- TASK PROMPT
Count the lines below that contain the string "purple", where uppercase and lowercase letters are treated as different. Reply with the number alone.

- EXERCISE INPUTS
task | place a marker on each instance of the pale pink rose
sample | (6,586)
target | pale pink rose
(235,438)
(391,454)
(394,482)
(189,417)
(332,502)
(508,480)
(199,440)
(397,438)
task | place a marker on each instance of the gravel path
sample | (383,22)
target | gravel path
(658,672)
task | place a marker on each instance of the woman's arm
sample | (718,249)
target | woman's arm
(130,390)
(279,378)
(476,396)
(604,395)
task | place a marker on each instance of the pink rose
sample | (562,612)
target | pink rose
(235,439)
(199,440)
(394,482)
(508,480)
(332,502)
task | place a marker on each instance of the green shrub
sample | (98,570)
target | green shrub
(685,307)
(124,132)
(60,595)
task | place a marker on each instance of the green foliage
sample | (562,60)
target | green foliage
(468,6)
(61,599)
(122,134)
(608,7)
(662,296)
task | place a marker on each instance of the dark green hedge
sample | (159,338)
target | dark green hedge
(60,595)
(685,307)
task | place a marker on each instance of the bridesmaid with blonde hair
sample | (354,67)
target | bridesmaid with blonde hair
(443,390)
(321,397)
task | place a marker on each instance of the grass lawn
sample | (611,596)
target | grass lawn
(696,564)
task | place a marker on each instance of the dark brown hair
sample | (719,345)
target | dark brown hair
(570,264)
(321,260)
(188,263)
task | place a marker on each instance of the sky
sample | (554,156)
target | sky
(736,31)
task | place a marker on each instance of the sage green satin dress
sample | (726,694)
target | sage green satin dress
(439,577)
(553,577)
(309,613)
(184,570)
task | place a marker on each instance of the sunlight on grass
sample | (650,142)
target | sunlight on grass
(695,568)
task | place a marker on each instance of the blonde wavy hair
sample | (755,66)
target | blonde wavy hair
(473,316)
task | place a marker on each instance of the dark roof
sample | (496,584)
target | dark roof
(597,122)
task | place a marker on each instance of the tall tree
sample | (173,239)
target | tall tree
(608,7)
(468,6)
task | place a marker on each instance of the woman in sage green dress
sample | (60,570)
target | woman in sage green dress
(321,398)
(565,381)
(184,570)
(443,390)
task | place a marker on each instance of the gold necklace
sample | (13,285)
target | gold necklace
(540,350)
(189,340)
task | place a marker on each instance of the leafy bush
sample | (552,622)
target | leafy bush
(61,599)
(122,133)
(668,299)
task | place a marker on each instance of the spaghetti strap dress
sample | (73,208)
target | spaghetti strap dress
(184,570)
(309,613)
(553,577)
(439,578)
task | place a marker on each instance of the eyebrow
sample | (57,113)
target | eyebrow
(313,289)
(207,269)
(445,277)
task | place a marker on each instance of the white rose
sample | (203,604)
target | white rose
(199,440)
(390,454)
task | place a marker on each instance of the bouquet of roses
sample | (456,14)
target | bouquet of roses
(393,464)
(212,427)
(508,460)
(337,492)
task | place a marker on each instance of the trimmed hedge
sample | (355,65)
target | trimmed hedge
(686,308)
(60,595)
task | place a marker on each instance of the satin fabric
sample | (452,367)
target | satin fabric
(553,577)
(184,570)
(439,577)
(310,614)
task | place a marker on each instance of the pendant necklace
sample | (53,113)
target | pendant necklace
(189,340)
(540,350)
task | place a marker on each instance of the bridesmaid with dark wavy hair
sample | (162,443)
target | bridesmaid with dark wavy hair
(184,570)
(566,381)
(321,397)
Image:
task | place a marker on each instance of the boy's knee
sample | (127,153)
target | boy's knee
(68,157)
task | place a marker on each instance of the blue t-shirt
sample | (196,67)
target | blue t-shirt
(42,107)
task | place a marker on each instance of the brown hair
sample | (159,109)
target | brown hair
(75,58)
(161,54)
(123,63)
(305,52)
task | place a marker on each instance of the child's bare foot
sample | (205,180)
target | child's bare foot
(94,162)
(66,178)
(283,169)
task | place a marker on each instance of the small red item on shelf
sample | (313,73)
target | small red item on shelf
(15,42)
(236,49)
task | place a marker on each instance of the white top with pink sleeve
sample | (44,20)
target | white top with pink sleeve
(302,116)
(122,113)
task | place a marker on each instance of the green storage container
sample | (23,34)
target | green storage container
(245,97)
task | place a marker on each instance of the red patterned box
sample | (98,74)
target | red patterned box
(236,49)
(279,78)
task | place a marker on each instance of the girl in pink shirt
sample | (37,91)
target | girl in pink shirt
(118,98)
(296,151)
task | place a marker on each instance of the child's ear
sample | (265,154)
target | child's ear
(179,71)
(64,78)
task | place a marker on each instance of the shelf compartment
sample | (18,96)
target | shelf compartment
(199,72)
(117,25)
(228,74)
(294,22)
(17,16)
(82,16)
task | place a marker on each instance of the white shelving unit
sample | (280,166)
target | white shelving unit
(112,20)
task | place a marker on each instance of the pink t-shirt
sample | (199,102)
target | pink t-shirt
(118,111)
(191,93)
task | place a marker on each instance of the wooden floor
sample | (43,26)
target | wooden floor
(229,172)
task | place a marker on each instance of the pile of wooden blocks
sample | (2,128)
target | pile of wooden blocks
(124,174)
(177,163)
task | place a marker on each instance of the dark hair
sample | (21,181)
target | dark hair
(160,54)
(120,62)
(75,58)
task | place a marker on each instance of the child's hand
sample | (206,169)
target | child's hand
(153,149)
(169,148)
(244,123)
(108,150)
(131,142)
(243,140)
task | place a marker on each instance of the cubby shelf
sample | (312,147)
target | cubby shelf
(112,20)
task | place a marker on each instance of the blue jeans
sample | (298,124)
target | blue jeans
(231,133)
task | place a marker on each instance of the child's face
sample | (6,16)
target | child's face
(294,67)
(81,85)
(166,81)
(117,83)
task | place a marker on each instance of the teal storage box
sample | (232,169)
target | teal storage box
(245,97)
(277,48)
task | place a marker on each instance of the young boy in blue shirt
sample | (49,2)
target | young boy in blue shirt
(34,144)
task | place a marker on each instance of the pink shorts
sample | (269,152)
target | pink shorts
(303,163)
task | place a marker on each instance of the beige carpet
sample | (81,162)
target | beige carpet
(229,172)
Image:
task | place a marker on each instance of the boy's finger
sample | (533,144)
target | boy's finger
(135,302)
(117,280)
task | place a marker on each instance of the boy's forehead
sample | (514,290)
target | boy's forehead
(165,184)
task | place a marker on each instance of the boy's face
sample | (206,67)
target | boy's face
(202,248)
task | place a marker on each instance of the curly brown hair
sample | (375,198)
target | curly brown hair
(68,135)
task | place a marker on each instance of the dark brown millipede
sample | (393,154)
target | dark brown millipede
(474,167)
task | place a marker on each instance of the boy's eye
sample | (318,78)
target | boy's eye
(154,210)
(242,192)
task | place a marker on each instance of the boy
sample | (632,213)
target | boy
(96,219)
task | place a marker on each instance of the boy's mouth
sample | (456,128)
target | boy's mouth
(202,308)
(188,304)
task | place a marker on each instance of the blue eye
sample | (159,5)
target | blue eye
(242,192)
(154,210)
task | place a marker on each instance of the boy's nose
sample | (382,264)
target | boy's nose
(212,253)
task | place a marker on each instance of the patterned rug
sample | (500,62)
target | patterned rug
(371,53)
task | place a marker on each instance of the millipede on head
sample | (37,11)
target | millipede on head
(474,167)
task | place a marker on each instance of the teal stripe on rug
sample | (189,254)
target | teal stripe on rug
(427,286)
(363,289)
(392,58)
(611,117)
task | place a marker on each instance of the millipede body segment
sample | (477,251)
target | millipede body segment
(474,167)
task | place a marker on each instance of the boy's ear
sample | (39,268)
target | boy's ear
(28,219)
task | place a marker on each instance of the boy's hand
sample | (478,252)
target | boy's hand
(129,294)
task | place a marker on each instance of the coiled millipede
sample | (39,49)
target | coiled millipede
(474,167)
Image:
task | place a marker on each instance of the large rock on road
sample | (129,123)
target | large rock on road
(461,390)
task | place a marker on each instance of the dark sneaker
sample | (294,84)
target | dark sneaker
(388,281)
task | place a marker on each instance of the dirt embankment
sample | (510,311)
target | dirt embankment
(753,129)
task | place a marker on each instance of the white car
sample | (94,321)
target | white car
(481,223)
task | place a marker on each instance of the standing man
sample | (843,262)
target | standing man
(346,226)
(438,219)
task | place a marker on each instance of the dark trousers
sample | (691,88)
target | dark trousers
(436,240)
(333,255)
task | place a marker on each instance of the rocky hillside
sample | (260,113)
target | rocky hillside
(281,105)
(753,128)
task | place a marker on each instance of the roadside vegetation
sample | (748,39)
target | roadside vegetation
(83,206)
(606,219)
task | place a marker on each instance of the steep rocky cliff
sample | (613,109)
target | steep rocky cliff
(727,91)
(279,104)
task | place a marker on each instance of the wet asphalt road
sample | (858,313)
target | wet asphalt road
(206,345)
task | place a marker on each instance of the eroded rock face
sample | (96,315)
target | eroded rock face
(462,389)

---

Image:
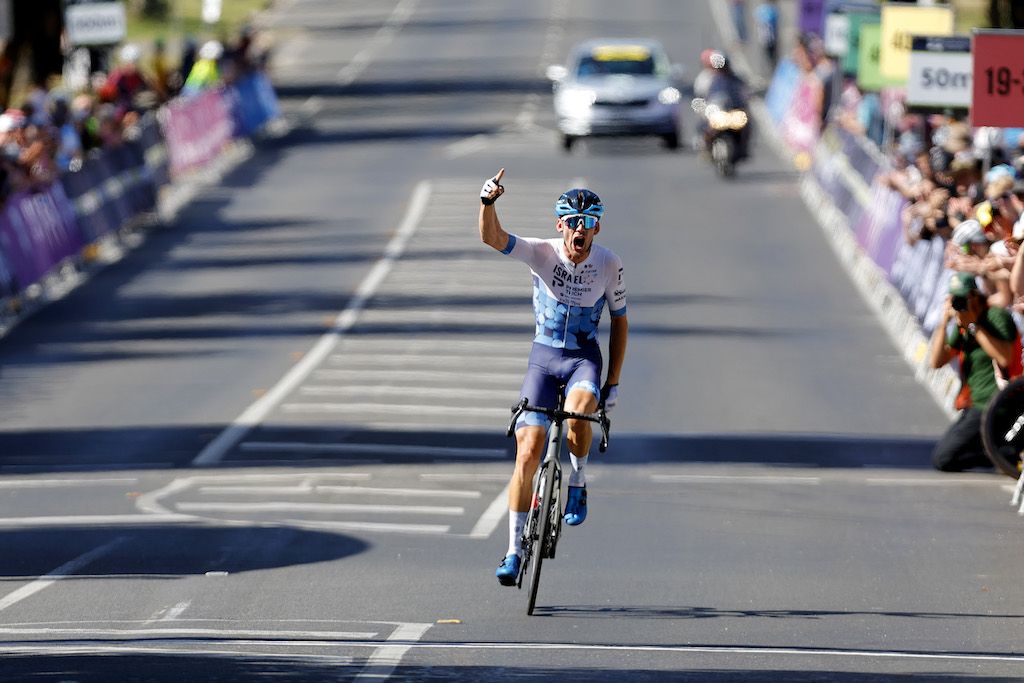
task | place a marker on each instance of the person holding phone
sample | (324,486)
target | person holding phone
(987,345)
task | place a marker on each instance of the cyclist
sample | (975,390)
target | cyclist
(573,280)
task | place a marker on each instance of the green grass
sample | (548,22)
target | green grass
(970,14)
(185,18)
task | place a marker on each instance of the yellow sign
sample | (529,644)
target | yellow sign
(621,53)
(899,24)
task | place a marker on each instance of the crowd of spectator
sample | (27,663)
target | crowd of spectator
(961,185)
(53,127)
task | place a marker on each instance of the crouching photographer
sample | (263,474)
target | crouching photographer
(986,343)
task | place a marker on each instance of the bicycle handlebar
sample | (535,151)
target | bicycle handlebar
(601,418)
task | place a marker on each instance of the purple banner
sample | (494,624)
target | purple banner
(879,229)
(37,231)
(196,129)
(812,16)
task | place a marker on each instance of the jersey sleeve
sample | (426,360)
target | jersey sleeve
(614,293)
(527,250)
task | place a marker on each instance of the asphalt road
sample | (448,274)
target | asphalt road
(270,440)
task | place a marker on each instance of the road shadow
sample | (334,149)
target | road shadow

--

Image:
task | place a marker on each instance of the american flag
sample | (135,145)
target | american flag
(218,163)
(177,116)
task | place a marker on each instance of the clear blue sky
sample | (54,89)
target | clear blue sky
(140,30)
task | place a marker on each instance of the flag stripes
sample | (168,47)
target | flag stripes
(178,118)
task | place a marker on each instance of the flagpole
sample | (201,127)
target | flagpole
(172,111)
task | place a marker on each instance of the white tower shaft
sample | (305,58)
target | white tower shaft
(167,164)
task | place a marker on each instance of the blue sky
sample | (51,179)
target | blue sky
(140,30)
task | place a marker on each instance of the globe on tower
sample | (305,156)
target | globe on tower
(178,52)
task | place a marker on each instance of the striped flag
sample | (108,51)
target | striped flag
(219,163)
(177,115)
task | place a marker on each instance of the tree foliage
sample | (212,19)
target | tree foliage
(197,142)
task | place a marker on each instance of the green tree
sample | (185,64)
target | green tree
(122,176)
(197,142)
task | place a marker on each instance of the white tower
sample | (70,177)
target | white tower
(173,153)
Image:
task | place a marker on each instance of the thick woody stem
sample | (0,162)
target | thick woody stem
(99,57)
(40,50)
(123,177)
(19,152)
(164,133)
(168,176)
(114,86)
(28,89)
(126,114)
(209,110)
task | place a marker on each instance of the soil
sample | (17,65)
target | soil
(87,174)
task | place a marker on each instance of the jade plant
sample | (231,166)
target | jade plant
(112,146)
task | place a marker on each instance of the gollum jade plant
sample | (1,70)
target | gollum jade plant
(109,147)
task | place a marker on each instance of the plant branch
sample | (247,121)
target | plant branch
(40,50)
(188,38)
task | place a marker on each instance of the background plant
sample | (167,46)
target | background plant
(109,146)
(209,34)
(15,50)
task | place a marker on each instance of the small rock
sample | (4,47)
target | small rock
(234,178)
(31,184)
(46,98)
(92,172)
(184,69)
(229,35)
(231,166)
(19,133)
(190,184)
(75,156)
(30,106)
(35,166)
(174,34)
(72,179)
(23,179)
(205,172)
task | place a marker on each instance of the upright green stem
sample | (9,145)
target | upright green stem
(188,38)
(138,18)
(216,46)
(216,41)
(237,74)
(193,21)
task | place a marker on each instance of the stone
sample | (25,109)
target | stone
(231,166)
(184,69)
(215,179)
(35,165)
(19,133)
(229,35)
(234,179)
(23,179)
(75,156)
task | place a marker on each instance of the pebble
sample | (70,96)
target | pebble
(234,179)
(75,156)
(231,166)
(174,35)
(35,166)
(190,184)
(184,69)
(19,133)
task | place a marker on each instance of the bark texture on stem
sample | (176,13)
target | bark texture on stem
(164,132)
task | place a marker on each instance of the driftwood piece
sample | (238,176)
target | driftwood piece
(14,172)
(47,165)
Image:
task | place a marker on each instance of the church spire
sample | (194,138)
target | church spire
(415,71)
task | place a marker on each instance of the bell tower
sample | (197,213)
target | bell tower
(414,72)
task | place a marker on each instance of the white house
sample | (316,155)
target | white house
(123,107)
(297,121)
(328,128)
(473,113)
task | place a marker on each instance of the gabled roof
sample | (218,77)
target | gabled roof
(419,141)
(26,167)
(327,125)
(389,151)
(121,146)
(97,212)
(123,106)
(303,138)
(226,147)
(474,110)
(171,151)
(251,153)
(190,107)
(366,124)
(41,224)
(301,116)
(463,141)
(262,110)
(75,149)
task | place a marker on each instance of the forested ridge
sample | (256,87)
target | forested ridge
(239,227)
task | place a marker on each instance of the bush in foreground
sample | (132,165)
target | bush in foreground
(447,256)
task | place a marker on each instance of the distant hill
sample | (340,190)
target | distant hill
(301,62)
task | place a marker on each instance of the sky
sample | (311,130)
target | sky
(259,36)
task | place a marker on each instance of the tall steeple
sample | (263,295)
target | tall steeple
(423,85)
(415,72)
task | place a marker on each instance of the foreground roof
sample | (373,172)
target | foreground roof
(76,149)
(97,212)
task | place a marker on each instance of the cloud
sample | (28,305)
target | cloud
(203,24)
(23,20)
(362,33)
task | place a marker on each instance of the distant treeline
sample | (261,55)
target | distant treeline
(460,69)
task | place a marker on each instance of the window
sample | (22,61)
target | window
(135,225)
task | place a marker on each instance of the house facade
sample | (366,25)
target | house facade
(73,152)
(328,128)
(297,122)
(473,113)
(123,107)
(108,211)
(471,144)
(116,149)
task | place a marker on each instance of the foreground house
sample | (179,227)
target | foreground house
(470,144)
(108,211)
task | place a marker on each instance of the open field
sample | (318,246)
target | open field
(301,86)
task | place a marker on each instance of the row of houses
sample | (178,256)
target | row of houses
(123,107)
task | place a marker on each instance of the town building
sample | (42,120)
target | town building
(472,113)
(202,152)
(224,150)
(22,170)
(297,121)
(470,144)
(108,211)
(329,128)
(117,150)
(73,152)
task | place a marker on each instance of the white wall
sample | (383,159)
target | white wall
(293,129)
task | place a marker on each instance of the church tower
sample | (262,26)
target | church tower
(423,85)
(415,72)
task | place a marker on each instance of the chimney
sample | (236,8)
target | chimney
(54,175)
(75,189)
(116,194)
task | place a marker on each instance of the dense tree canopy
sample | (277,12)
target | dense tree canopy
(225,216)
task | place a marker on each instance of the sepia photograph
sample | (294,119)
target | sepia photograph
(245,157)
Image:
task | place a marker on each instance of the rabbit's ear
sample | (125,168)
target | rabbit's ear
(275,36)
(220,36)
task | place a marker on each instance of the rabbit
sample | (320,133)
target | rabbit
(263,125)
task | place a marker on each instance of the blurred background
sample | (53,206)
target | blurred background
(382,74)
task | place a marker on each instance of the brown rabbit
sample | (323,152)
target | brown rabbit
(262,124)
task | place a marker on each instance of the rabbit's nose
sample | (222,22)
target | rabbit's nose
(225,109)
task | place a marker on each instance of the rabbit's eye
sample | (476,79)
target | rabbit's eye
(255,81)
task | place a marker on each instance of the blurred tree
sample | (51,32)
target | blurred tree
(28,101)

- RESULT OF THE TASK
2